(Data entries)
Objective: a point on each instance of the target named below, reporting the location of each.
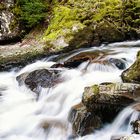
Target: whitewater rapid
(23, 117)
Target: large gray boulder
(44, 78)
(100, 104)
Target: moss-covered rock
(100, 104)
(132, 74)
(80, 23)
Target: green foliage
(2, 6)
(30, 12)
(95, 89)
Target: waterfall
(24, 117)
(119, 127)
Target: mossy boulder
(100, 104)
(83, 23)
(132, 74)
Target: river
(23, 116)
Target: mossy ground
(108, 20)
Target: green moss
(2, 7)
(95, 89)
(63, 24)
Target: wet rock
(132, 74)
(40, 78)
(100, 104)
(119, 63)
(136, 126)
(95, 56)
(83, 121)
(122, 138)
(112, 95)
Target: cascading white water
(118, 127)
(22, 117)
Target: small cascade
(119, 128)
(24, 115)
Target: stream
(24, 116)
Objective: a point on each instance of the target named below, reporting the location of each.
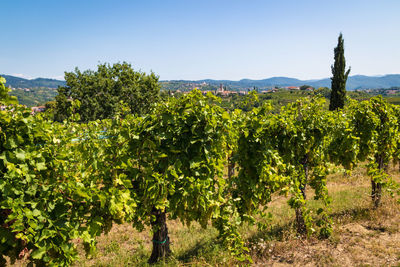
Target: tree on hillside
(339, 77)
(5, 98)
(101, 92)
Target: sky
(199, 39)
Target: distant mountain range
(17, 82)
(354, 82)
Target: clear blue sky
(196, 39)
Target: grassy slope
(361, 237)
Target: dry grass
(362, 236)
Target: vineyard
(188, 160)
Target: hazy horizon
(195, 40)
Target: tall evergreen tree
(339, 78)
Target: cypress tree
(339, 78)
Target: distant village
(224, 91)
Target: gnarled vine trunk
(161, 248)
(300, 223)
(231, 166)
(376, 193)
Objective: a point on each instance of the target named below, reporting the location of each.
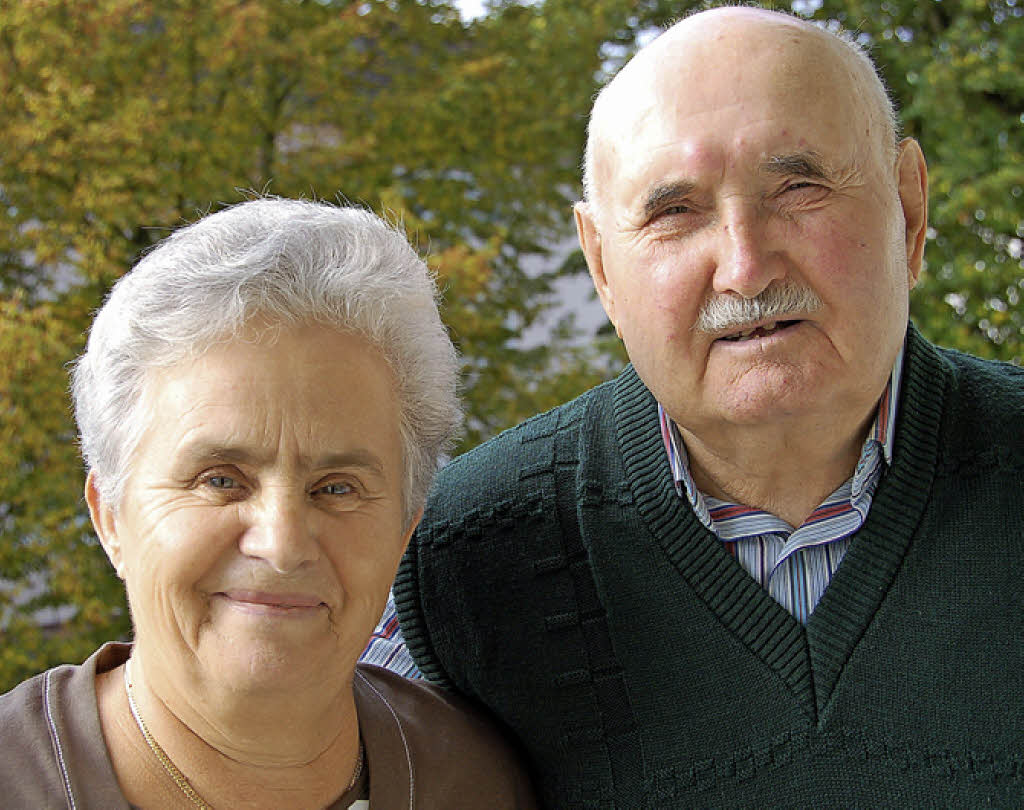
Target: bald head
(699, 57)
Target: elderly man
(776, 562)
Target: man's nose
(282, 531)
(749, 259)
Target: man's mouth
(762, 331)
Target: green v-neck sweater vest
(558, 579)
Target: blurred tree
(954, 68)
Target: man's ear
(912, 183)
(590, 243)
(104, 521)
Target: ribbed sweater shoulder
(487, 481)
(983, 422)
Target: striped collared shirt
(794, 565)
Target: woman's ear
(104, 521)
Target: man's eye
(335, 488)
(802, 185)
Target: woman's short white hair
(286, 261)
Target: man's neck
(784, 472)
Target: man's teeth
(767, 329)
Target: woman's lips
(273, 601)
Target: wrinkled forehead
(782, 85)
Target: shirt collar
(882, 435)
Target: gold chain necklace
(179, 778)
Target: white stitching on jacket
(404, 741)
(55, 739)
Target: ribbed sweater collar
(809, 662)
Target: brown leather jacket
(424, 749)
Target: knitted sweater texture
(558, 579)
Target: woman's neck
(275, 759)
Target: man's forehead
(690, 110)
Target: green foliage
(124, 119)
(954, 68)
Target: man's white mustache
(777, 302)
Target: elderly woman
(262, 405)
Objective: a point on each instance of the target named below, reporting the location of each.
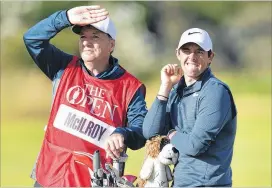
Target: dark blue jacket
(204, 116)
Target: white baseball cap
(197, 36)
(106, 26)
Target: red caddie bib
(85, 111)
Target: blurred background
(147, 35)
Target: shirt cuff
(121, 131)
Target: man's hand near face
(85, 15)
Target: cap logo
(190, 33)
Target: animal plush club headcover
(155, 171)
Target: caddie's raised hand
(114, 145)
(170, 74)
(85, 15)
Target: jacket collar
(184, 90)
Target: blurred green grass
(24, 115)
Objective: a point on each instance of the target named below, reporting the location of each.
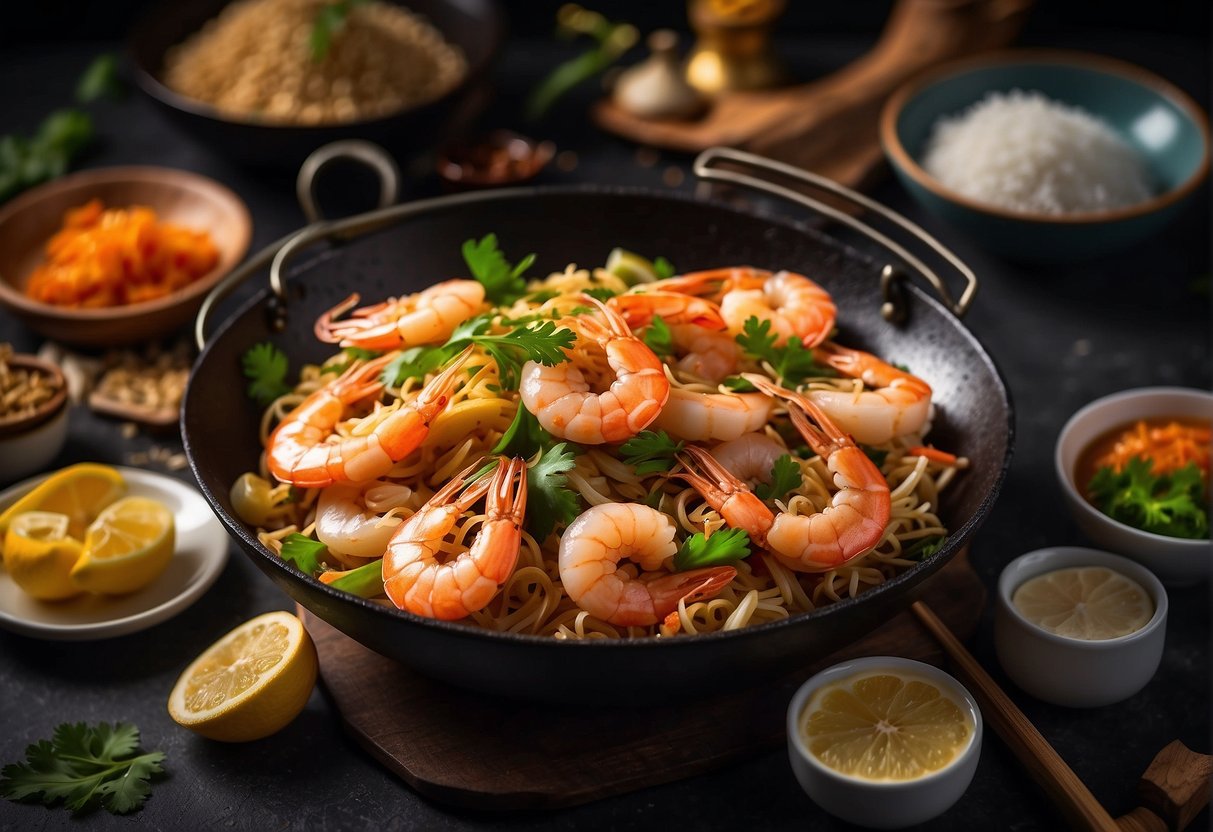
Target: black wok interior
(575, 224)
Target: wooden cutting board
(476, 752)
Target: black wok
(420, 244)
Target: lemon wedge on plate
(126, 547)
(79, 491)
(884, 727)
(1087, 603)
(249, 684)
(39, 554)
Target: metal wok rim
(956, 537)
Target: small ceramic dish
(177, 197)
(1069, 671)
(200, 553)
(889, 804)
(1154, 117)
(1174, 559)
(29, 443)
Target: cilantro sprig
(1172, 503)
(83, 765)
(265, 365)
(723, 547)
(650, 451)
(792, 362)
(502, 283)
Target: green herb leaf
(504, 283)
(785, 476)
(81, 765)
(550, 501)
(303, 552)
(723, 547)
(265, 366)
(1172, 505)
(101, 80)
(650, 451)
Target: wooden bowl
(178, 197)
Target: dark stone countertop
(1061, 336)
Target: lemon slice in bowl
(79, 491)
(126, 547)
(1086, 603)
(39, 554)
(884, 727)
(249, 684)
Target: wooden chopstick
(1070, 795)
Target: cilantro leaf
(793, 362)
(550, 502)
(722, 547)
(265, 365)
(785, 476)
(659, 337)
(303, 552)
(650, 451)
(81, 765)
(502, 283)
(1172, 503)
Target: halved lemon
(126, 547)
(79, 491)
(1088, 603)
(249, 684)
(39, 554)
(884, 727)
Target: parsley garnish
(792, 362)
(84, 764)
(502, 283)
(548, 499)
(649, 451)
(265, 366)
(1172, 503)
(722, 547)
(785, 476)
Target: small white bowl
(1070, 671)
(883, 805)
(1176, 560)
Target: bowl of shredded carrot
(118, 255)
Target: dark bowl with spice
(258, 137)
(1176, 560)
(33, 414)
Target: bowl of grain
(1047, 155)
(267, 81)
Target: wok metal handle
(893, 308)
(318, 228)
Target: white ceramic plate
(201, 552)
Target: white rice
(1025, 153)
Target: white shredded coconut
(1023, 152)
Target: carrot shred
(106, 257)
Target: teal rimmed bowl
(1154, 117)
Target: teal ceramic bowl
(1154, 117)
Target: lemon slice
(39, 554)
(127, 546)
(1088, 603)
(250, 683)
(80, 491)
(884, 727)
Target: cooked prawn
(895, 403)
(592, 546)
(427, 317)
(853, 522)
(563, 400)
(417, 581)
(303, 450)
(706, 416)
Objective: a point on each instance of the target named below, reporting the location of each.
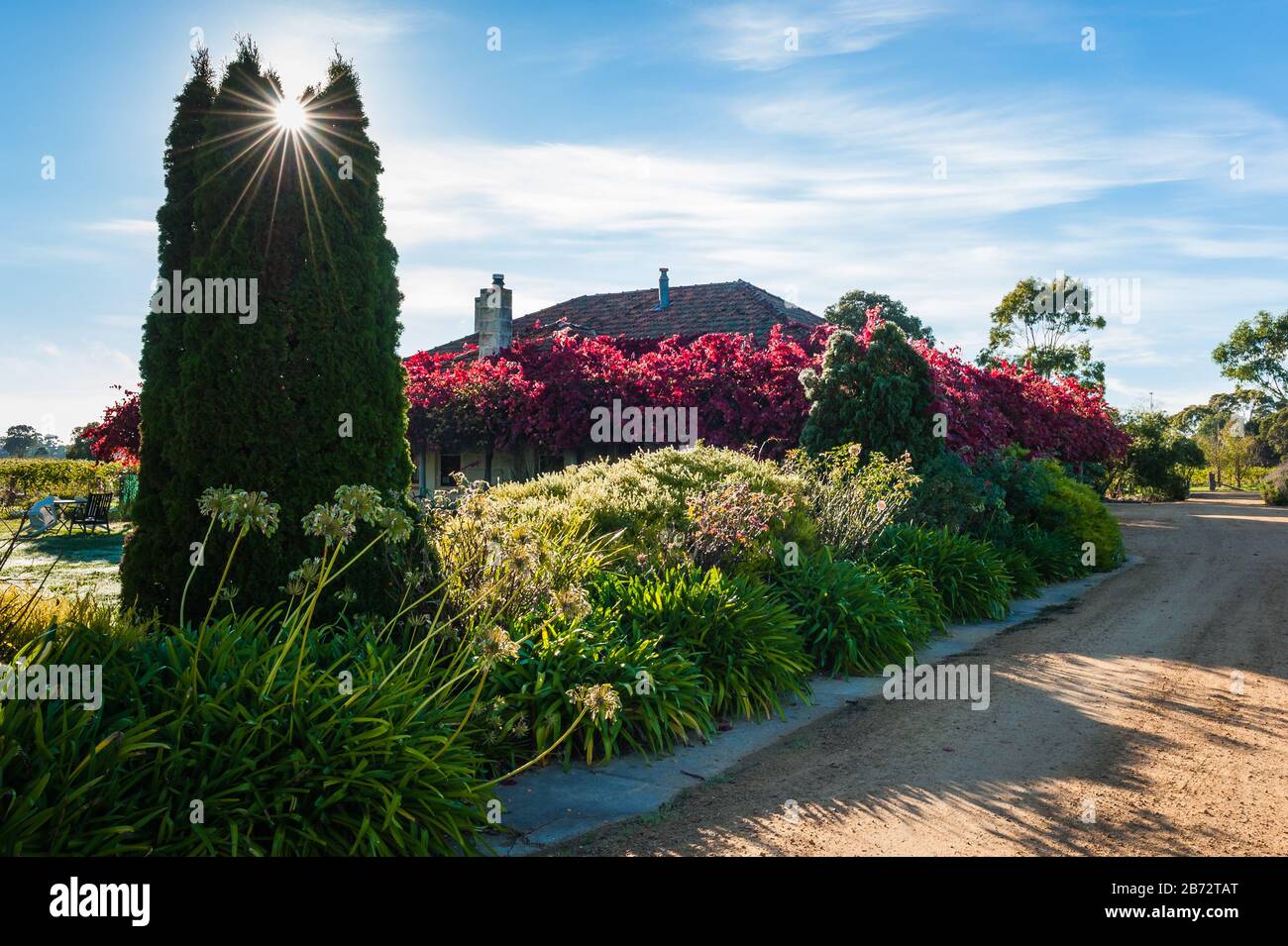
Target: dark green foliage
(283, 771)
(1076, 510)
(850, 623)
(1054, 556)
(877, 395)
(1273, 430)
(261, 404)
(967, 573)
(1046, 326)
(919, 604)
(1256, 354)
(1274, 489)
(1159, 460)
(851, 312)
(956, 497)
(664, 695)
(156, 559)
(734, 630)
(1025, 580)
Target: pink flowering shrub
(116, 437)
(991, 408)
(544, 390)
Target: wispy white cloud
(127, 227)
(773, 35)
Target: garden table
(64, 521)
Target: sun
(290, 115)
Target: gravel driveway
(1150, 717)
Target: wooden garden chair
(91, 515)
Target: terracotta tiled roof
(719, 306)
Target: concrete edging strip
(550, 804)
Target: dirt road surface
(1150, 717)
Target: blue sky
(601, 143)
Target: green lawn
(80, 563)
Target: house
(686, 312)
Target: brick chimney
(493, 317)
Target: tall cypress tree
(154, 558)
(310, 394)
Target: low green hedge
(850, 620)
(739, 635)
(969, 575)
(274, 762)
(664, 695)
(1274, 486)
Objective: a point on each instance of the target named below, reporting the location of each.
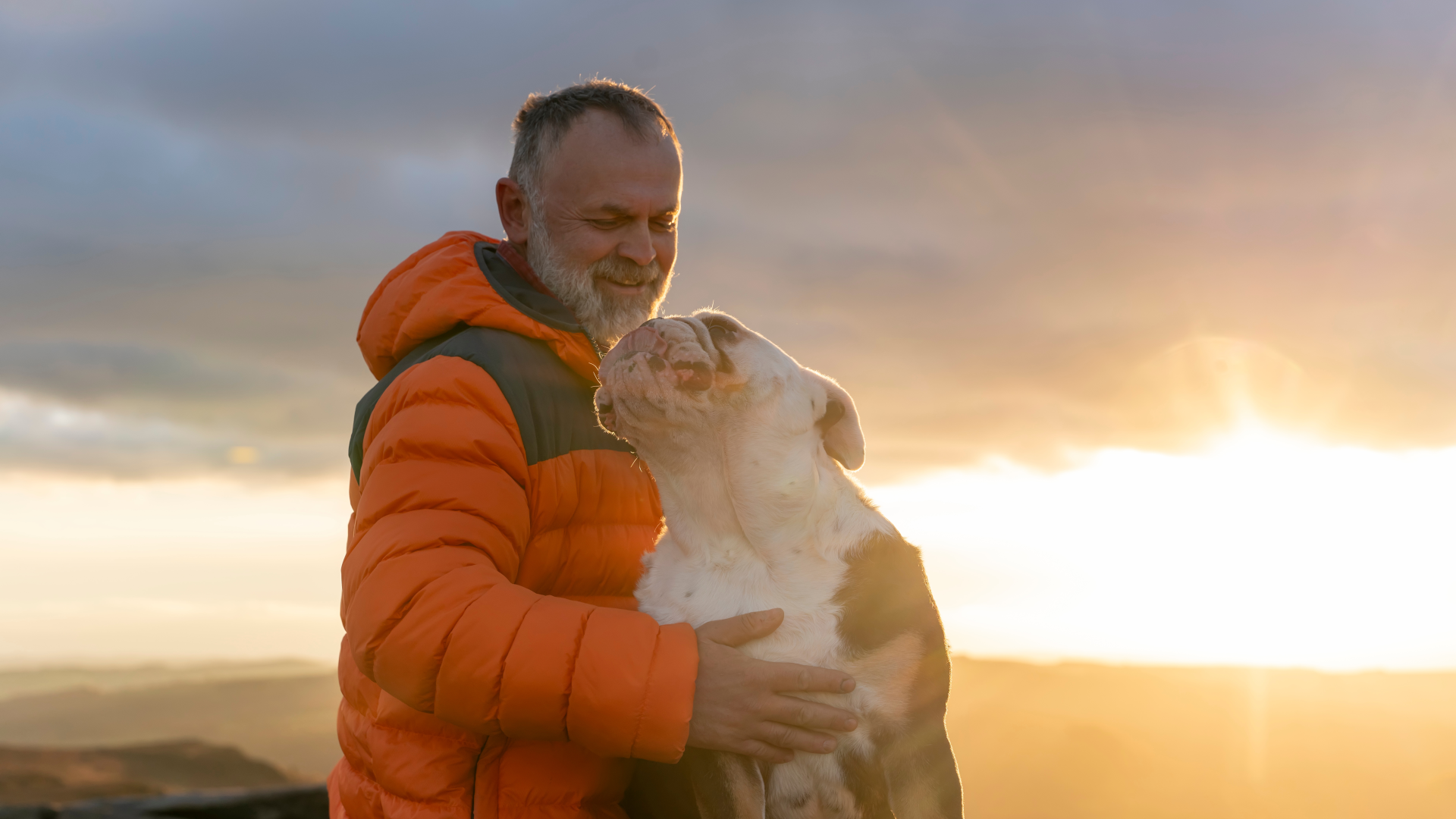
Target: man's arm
(431, 608)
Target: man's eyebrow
(623, 210)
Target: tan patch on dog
(887, 678)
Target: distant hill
(30, 776)
(284, 720)
(1092, 742)
(19, 679)
(1034, 742)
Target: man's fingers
(795, 739)
(739, 630)
(794, 711)
(792, 676)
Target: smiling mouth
(625, 284)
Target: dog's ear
(839, 425)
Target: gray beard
(604, 315)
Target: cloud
(134, 411)
(1002, 226)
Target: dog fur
(748, 450)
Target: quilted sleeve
(431, 610)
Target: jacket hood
(462, 279)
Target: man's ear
(514, 212)
(839, 425)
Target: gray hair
(545, 120)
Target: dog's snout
(701, 376)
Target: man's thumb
(739, 630)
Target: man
(494, 664)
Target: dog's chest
(731, 580)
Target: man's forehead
(603, 161)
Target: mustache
(625, 271)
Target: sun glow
(1264, 550)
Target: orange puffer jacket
(492, 665)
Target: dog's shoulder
(884, 594)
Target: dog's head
(708, 371)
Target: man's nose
(638, 245)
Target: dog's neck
(753, 484)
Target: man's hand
(739, 704)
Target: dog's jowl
(748, 450)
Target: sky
(1027, 238)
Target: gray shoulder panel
(551, 403)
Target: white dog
(743, 444)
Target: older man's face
(603, 228)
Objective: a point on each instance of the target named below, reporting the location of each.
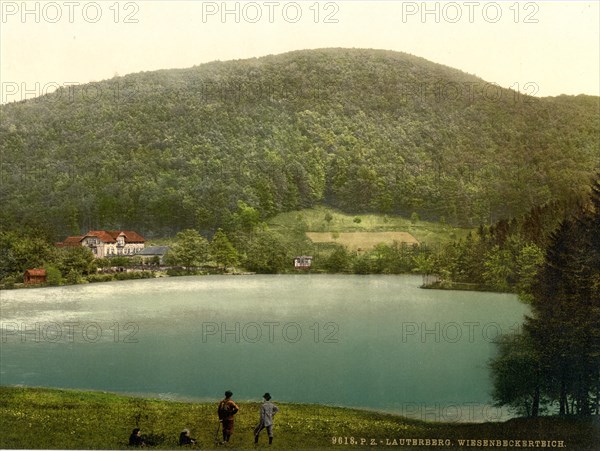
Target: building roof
(103, 235)
(154, 250)
(71, 241)
(36, 272)
(130, 236)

**Required action**
Print the lines from the one that contains "Target: dog's shoulder" through the last line of the data, exactly and in full, and no other lines. Pictures are not part of the copy.

**Answer below**
Target: dog's shoulder
(884, 594)
Target: dog's head
(708, 371)
Target: man's nose
(638, 245)
Target: dog's neck
(753, 484)
Target: man's hand
(739, 704)
Target: dog's jowl
(748, 450)
Target: sky
(1027, 238)
Target: gray shoulder panel
(551, 403)
Target: white dog
(743, 444)
Target: older man's face
(603, 228)
Objective: a point on each instance of the target named below, reporting the location of each.
Target: building roof
(103, 235)
(154, 250)
(71, 241)
(36, 272)
(130, 236)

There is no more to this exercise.